Exercise: Reproduce every one of the following entries line for line, with no alterations of any kind.

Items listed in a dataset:

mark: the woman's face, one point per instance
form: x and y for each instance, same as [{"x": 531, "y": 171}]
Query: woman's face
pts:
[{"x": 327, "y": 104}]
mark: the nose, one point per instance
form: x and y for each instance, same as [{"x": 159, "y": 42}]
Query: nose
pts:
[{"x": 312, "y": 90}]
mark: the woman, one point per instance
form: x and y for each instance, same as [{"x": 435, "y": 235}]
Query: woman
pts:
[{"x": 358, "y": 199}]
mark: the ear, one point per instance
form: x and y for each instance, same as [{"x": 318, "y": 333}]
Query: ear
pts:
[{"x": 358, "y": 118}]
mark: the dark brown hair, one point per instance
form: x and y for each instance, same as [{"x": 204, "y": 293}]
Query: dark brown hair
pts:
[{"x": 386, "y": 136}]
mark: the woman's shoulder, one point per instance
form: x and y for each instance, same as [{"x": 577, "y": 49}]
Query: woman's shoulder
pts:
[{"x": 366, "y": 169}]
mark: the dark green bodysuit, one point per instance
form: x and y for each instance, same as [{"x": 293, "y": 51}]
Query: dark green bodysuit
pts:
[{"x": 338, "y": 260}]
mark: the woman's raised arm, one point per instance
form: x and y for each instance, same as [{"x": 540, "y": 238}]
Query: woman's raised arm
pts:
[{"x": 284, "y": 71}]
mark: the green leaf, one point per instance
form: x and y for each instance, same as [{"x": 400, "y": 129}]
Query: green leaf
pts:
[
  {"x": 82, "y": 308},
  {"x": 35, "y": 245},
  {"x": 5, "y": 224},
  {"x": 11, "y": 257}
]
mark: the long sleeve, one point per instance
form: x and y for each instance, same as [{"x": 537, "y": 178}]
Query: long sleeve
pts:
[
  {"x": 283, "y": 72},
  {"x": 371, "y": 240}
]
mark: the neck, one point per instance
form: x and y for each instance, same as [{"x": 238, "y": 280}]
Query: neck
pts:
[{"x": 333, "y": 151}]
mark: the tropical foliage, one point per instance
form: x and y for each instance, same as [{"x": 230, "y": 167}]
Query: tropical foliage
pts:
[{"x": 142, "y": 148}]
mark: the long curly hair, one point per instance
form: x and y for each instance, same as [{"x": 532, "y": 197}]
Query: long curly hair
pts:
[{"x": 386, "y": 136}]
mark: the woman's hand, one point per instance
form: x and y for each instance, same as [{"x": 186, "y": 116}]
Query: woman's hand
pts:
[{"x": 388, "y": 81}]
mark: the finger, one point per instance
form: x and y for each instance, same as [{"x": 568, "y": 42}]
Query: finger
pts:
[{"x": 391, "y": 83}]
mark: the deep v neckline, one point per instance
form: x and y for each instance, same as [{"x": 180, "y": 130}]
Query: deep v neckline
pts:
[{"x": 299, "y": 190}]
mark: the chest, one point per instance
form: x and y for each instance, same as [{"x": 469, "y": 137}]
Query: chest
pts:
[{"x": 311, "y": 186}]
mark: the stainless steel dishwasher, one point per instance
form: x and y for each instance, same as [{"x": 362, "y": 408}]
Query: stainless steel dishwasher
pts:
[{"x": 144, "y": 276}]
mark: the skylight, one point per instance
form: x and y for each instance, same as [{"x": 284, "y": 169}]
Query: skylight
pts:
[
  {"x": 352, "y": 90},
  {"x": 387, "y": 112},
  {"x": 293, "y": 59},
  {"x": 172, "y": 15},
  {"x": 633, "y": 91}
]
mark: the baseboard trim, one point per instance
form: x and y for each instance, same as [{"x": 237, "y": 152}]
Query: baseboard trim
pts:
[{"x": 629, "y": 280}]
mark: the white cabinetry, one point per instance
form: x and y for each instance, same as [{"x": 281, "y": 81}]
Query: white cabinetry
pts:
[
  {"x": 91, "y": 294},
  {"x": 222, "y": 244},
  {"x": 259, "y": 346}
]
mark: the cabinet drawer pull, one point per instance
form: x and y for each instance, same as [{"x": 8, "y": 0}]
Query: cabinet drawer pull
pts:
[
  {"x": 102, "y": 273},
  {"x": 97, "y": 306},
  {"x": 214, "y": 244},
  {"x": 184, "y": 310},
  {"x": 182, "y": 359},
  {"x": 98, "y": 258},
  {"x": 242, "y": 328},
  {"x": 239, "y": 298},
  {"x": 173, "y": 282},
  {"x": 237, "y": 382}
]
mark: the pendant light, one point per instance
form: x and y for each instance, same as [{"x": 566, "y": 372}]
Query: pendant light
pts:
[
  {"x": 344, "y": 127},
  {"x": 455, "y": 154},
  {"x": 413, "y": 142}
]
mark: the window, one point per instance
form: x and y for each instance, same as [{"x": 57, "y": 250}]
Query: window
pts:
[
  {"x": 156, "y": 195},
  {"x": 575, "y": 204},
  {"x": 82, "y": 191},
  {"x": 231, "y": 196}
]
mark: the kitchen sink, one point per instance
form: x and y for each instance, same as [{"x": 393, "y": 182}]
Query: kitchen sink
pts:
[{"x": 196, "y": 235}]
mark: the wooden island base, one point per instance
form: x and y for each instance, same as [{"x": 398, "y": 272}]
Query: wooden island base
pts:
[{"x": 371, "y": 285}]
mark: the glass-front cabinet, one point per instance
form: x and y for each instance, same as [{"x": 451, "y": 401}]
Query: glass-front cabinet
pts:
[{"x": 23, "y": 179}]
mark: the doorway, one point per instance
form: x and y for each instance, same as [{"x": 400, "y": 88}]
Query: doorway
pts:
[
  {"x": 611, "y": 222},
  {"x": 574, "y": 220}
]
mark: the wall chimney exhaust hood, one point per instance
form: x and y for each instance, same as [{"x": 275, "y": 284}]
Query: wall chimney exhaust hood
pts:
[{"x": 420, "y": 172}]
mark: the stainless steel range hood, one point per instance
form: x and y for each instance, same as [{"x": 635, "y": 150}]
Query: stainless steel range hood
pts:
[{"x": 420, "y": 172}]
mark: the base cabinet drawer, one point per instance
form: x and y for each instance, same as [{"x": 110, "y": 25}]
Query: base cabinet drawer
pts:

Complete output:
mark: the woman's face, one point per instance
form: x and y for each instance, same as [{"x": 531, "y": 171}]
Query: woman's face
pts:
[{"x": 327, "y": 104}]
mark: the nose, one point per instance
form: x and y for each instance, same as [{"x": 159, "y": 42}]
Query: nose
pts:
[{"x": 312, "y": 90}]
mark: the woman, one point per instance
form: x and y for each instance, same as [{"x": 435, "y": 235}]
Query: woman
pts:
[{"x": 358, "y": 199}]
mark: the ear, one point per instance
form: x and y for each instance, same as [{"x": 318, "y": 333}]
Query: ear
pts:
[{"x": 358, "y": 118}]
mark: the dark brown hair, one point per instance
form: x and y for each instance, same as [{"x": 204, "y": 293}]
Query: dark brown hair
pts:
[{"x": 386, "y": 136}]
mark: the woman's shoulder, one point per instance
form: x and y for each instance, same as [{"x": 577, "y": 49}]
Query: woman's shoulder
pts:
[{"x": 366, "y": 169}]
mark: the dark green bodysuit, one point per instance
form: x and y for each instance, same as [{"x": 293, "y": 51}]
Query: dark green bodysuit
pts:
[{"x": 338, "y": 260}]
mark: the woman's raised arm, one point per instance
form: x and y for each instance, same as [{"x": 540, "y": 238}]
Query: woman's raised arm
pts:
[{"x": 284, "y": 71}]
mark: the green leaf, one point per instance
form: x and y for each instance, same as [{"x": 400, "y": 129}]
Query: green leaf
pts:
[
  {"x": 82, "y": 308},
  {"x": 35, "y": 245},
  {"x": 5, "y": 224},
  {"x": 11, "y": 257}
]
mark: the long sleeve, one point per instance
form: x and y for each instance, same as [{"x": 537, "y": 178}]
Query: long sleeve
pts:
[
  {"x": 283, "y": 72},
  {"x": 371, "y": 240}
]
mark: the neck, one point per instance
form: x and y for each instance, same as [{"x": 238, "y": 280}]
Query: neck
pts:
[{"x": 333, "y": 151}]
mark: the tropical foliage, one point per instance
form: x and y for each instance, same as [{"x": 230, "y": 167}]
Query: tropical foliage
pts:
[{"x": 142, "y": 148}]
mark: the long curly hair, one point per instance
form: x and y for each instance, same as [{"x": 532, "y": 197}]
Query: long curly hair
pts:
[{"x": 386, "y": 136}]
mark: the woman's hand, one point per instance
form: x and y for each instance, same as [{"x": 186, "y": 116}]
Query: woman's hand
pts:
[{"x": 388, "y": 81}]
mark: the finger, one point per instance
form: x and y for each instance, same as [{"x": 568, "y": 42}]
Query: finger
pts:
[{"x": 391, "y": 83}]
mark: the deep v neckline, one point per instance
form: x and y for each instance, same as [{"x": 180, "y": 130}]
Query: deep v neckline
pts:
[{"x": 299, "y": 190}]
mark: the chest, one point per instance
form: x and y for each instance, same as [{"x": 469, "y": 137}]
Query: chest
pts:
[{"x": 311, "y": 186}]
mark: the stainless steel dishwasher, one point per instance
form: x and y for each instance, same as [{"x": 362, "y": 408}]
Query: stainless steel dishwasher
pts:
[{"x": 144, "y": 276}]
mark: the skylight, one point per instance
form: x and y for each instance, same as [{"x": 284, "y": 169}]
Query: skylight
pts:
[
  {"x": 352, "y": 90},
  {"x": 387, "y": 112},
  {"x": 293, "y": 59},
  {"x": 172, "y": 15},
  {"x": 633, "y": 91}
]
mark: the baseboard trim, one point per instance
form: x and y for each instance, same as [{"x": 237, "y": 152}]
Query: baseboard trim
pts:
[{"x": 629, "y": 280}]
mark: the white cabinetry, one point per instance
form: x and y for each instance, same as [{"x": 281, "y": 81}]
Query: white cabinetry
pts:
[
  {"x": 91, "y": 294},
  {"x": 222, "y": 244},
  {"x": 259, "y": 346}
]
mark: the cabinet drawer pull, one point per instance
form: x and y for each instance, same as [{"x": 8, "y": 0}]
Query: cabinet drawer pull
pts:
[
  {"x": 102, "y": 273},
  {"x": 97, "y": 306},
  {"x": 214, "y": 244},
  {"x": 184, "y": 310},
  {"x": 182, "y": 359},
  {"x": 98, "y": 258},
  {"x": 242, "y": 328},
  {"x": 239, "y": 298},
  {"x": 173, "y": 282},
  {"x": 237, "y": 382}
]
mark: the pendant light, one point per instance
form: x and y for each instance, same as [{"x": 566, "y": 372}]
Query: pendant light
pts:
[
  {"x": 344, "y": 127},
  {"x": 455, "y": 154},
  {"x": 413, "y": 142}
]
mark: the window, one point per instance
form: x and y for each instance, same as [{"x": 57, "y": 250}]
Query: window
pts:
[
  {"x": 156, "y": 195},
  {"x": 575, "y": 204},
  {"x": 82, "y": 191},
  {"x": 231, "y": 196}
]
mark: the kitchen sink, one point per instance
form: x and y for each instance, same as [{"x": 393, "y": 182}]
Query: kitchen sink
pts:
[{"x": 196, "y": 235}]
mark: the wooden island base, one point per instance
form: x and y for each instance, same as [{"x": 398, "y": 272}]
Query: wooden island base
pts:
[{"x": 371, "y": 285}]
mark: the glass-front cabinet, one point per instance
form: x and y for each instance, same as [{"x": 451, "y": 401}]
Query: glass-front cabinet
pts:
[{"x": 23, "y": 179}]
mark: the doorway, one point per instance
form: x and y for each instance, same as [{"x": 400, "y": 88}]
Query: doorway
pts:
[
  {"x": 611, "y": 222},
  {"x": 574, "y": 220}
]
mark: the wall chimney exhaust hood, one point per instance
form: x and y for each instance, same as [{"x": 275, "y": 284}]
Query: wall chimney exhaust hood
pts:
[{"x": 420, "y": 172}]
mark: the stainless steel range hood, one point per instance
form: x and y for each instance, same as [{"x": 635, "y": 150}]
Query: stainless steel range hood
pts:
[{"x": 420, "y": 172}]
mark: the base cabinet drawer, one point per instance
form: x and y for each instance, same as [{"x": 110, "y": 25}]
Query: base cabinet drawer
pts:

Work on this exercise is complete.